=== Section Start ===
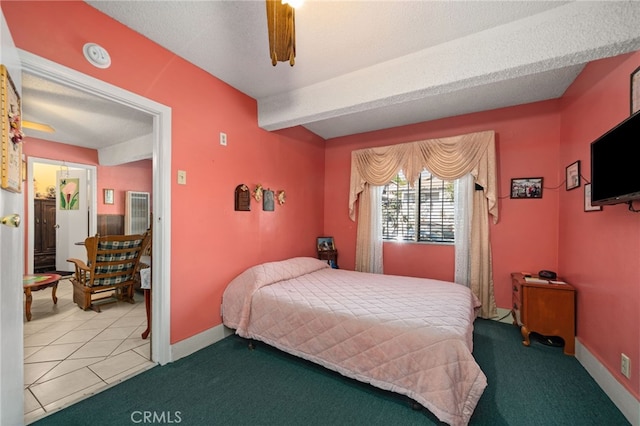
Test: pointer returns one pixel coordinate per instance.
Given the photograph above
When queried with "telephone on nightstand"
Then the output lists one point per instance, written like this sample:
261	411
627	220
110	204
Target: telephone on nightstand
549	275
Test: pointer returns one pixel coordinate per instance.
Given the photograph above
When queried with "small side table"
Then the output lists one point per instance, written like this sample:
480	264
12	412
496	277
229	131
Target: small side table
39	282
330	256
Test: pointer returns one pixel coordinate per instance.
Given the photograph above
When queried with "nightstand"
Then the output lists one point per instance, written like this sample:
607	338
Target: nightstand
546	308
329	256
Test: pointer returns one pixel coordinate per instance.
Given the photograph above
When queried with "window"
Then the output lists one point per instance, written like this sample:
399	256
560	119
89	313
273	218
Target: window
422	213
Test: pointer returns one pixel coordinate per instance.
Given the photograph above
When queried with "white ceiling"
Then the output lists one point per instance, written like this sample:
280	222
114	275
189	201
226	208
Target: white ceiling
360	65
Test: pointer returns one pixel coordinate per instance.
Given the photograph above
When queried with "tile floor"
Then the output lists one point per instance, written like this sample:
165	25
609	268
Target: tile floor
71	354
=== Section End ===
» **Exercise instructions**:
Exactly what appears in the records above must be returned, apart from the pictures.

» **Answer to this exercise**:
Test: pointer returns one pixel coordinate per instance.
Given the photograph above
When queried with "telephone on nightstand"
Then the output lists one point per instance, written like this sample:
261	411
627	220
110	204
Target: telephone on nightstand
549	275
Test: pointer returns one pixel coordinate per instance.
Given the photograph above
When queried with "small side table"
Then the output lists one point per instance, written like this sample:
480	264
12	412
496	277
229	131
Target: small side table
39	282
330	256
Test: pointer returns one pixel coordinate per instance.
Given the photograph above
When queried with "nightstand"
Then the output lists one point per instance, written like this sample:
607	338
Target: nightstand
546	308
329	256
Test: pointer returns one pixel coordinate per instance.
Given the photograph above
When queried with "window"
Then the output lists one point per instance, written like this sample:
399	256
560	119
89	313
273	218
Target: window
422	213
Test: pointer returns one pixel coordinate per instance.
Given the photograph above
When queried with "white ceiling"
Then the output lists one point per instance, written like this sample:
280	222
114	275
189	201
226	208
Target: white ceiling
360	65
Test: pointer returns one pixel coordinate per instance.
Given the photograph above
When queried with "tile floor"
Then the output lists one point per instance, written like this sample:
165	25
609	268
Target: tile floor
71	354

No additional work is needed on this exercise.